About this exercise:
Carry on the decibri page from its final line.

Excerpt:
+===+

Does decibri work in the browser?

Yes. Decibri works in both Node.js and the browser from a single package. When bundled for the browser, conditional exports serve the browser implementation automatically. See https://decibri.com/docs/apis/browser for browser documentation.

The unified audio layer for AI agents and Voice AI applications

Capture real-time microphone audio, play to speakers, or pipe anywhere (voice agents, WebSockets, or files) using Python, Node.js, or Rust. Built-in voice activity detection. Zero system dependencies. Zero setup.

Get Started View on GitHub

Install with one command:

$ pip install decibri

Then start streaming:

import decibri

with decibri.Microphone(sample_rate=16000) as mic:
    for chunk in mic:
        print(f"Got {len(chunk)} bytes")

+===+

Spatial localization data
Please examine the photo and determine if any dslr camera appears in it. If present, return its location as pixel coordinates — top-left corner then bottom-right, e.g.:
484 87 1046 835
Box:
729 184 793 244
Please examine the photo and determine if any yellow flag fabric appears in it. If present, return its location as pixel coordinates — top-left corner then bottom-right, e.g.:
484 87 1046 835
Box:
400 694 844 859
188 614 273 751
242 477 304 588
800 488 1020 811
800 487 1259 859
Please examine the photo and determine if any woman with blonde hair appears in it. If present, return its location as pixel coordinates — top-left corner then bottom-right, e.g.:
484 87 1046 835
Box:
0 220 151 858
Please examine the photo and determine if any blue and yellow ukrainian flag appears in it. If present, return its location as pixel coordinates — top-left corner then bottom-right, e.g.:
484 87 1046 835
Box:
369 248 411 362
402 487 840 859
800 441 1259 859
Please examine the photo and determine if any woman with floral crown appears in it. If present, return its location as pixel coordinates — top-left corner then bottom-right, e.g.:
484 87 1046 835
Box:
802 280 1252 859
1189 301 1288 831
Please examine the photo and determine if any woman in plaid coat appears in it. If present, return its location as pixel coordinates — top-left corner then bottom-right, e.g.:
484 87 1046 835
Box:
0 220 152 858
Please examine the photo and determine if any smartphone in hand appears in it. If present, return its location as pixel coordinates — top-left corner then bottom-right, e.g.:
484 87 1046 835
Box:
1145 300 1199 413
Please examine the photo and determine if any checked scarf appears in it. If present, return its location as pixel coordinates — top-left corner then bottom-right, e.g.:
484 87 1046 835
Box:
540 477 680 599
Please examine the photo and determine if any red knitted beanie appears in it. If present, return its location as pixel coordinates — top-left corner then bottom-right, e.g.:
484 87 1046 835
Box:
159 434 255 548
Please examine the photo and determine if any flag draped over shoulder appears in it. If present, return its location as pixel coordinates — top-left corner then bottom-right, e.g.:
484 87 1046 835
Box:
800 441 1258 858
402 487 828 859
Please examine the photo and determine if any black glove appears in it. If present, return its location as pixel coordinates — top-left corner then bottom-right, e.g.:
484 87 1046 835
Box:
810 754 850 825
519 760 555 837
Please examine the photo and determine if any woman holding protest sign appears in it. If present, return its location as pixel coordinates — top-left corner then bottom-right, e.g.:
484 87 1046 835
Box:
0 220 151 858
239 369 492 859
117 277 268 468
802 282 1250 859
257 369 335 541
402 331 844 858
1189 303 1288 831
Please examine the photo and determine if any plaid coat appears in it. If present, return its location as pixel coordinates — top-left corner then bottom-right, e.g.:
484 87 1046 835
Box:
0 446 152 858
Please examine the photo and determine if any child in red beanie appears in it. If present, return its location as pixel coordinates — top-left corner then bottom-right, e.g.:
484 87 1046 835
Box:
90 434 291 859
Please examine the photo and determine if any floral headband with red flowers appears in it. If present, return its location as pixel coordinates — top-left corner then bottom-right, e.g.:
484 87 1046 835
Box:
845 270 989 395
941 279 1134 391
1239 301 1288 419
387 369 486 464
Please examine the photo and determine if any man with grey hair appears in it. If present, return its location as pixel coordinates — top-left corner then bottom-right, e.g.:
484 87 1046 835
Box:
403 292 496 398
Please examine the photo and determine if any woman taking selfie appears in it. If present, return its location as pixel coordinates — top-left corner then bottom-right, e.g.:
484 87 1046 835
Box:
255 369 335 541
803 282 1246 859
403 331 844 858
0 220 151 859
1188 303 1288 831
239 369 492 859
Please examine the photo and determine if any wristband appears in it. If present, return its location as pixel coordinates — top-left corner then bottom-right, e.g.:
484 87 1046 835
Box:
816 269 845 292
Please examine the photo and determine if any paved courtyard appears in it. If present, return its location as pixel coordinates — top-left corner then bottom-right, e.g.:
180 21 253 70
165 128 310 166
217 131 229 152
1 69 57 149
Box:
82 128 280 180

+===+

Answer to the exercise:
        break

const Decibri = require('decibri');

const mic = new Decibri({ sampleRate: 16000 });
mic.on('data', (chunk) => console.log(`Got ${chunk.length} bytes`));
setTimeout(() => mic.stop(), 5000);

use decibri::capture::{AudioCapture, CaptureConfig};

fn main() -> Result<(), Box<dyn std::error::Error>> {
    let capture = AudioCapture::new(CaptureConfig::default())?;
    let stream = capture.start()?;
    while let Ok(Some(chunk)) = stream.next_chunk(None) {
        println!("Got {} bytes", chunk.data.len());
    }
    Ok(())
}

The Problem

Real-time audio capture and playback is harder than it should be

Requires system audio tools, build tools, or both

Inconsistent install experience across Python, Node.js, and Rust

Inconsistent runtime behavior across macOS, Windows, and Linux

Painful setup for something that should be simple

Why decibri

Designed for real-time systems

Built for real-time audio. Pre-built binaries for Python, Node.js, and Rust mean no compilers, no system audio libraries, and no setup.

Cross-platform

macOS, Windows, and Linux with pre-built binaries. No build tools required on any platform.

Direct capture

100ms audio chunks by default (1600 frames at 16kHz). cpal captures directly from the OS audio layer with no subprocess, no shell, and no intermediate encoding.

Stream-native

Python iterators, Node.js Readable streams, and Rust channels. Pipe to files, WebSockets, or voice agents using each language's native idioms.

Zero dependencies

No system audio libraries, no build tools, no install scripts. Rust and cpal compiled into a single package per language.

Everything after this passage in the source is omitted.